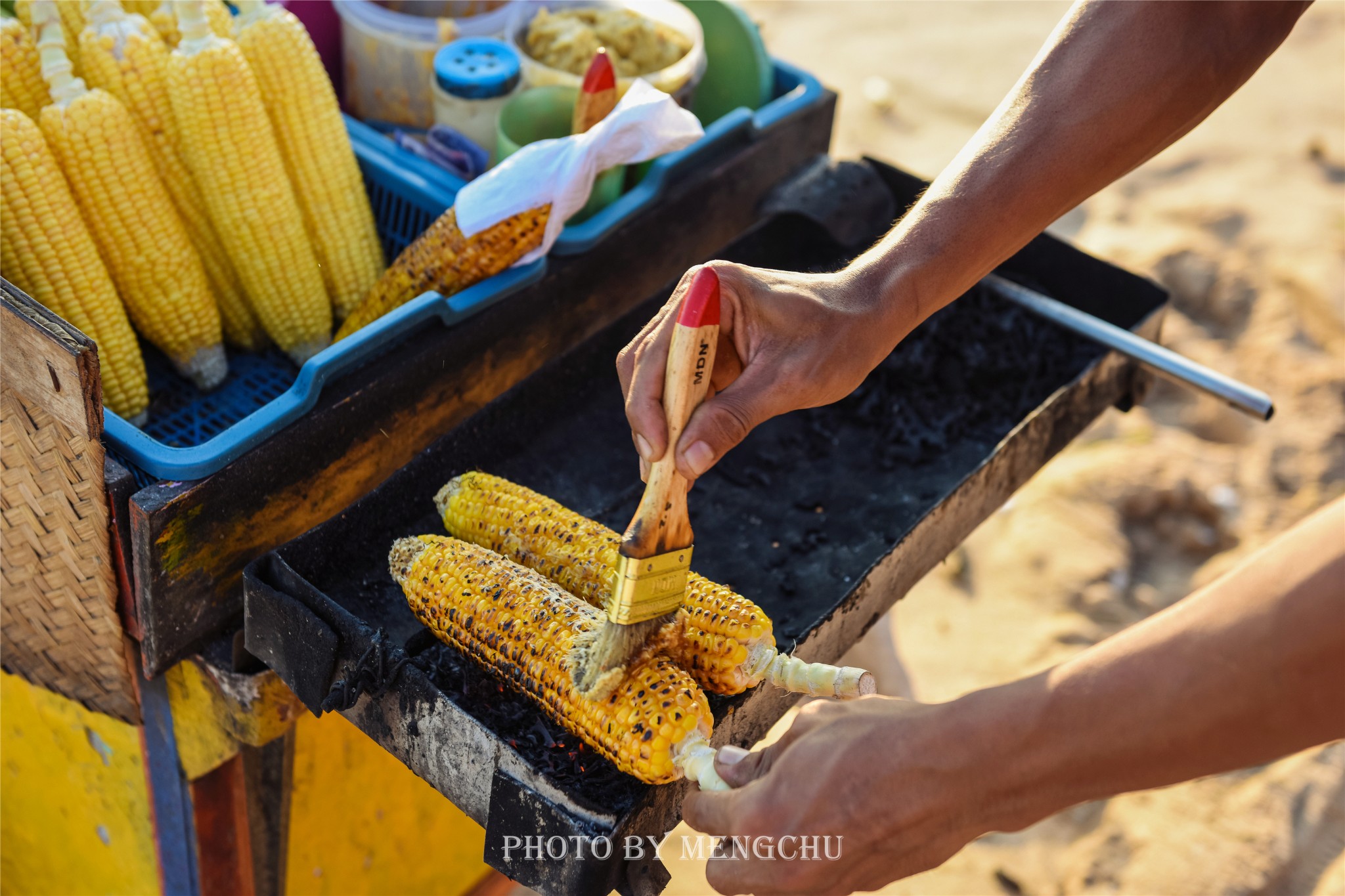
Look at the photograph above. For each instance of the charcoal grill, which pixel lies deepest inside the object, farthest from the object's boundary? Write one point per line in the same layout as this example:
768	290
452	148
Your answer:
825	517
---
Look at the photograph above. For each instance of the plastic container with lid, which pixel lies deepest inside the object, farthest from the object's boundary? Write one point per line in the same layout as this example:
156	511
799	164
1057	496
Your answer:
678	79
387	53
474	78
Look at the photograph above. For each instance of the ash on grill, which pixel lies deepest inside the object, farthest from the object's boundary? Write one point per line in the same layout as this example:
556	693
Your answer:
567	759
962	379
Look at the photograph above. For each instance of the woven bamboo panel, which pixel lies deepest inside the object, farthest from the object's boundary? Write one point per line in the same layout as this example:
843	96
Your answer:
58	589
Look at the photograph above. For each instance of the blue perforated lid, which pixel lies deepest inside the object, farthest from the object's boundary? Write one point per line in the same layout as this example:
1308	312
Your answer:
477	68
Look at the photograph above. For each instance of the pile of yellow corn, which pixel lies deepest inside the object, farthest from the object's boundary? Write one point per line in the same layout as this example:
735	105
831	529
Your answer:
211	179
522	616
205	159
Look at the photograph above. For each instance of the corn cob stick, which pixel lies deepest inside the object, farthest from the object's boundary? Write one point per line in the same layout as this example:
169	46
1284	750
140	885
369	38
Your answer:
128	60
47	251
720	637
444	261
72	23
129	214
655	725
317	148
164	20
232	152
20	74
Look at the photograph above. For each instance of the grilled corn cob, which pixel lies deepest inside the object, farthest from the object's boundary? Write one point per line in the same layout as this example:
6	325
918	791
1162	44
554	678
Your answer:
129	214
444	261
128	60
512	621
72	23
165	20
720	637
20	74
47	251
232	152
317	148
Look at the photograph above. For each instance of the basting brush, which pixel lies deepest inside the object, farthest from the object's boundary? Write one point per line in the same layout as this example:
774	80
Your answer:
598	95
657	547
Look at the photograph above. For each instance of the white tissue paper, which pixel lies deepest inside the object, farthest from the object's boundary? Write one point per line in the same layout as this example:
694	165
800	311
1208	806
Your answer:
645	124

- **WHAT IS REQUIRED**
List each line of the records above that contains the string "corn", copied in full.

- **FINAL RESULT**
Look at the photograph above. For each instance of the pile of yellow corn, which pixel lies deepest inside the object, farthest from the object's boundary? Write one point per line in the same layout as this example:
Look at the photograph above. For each instance of the corn cob stick, which pixel lies deepest inside the object, farthest from the object's boundary? Write one point per line in the same layout as this example:
Look at the photograph above. For each instance of the grilled corn cob, which pixel lies deepest inside the object, farthest from the object's boundary? Write one point per line in the same layout as this example:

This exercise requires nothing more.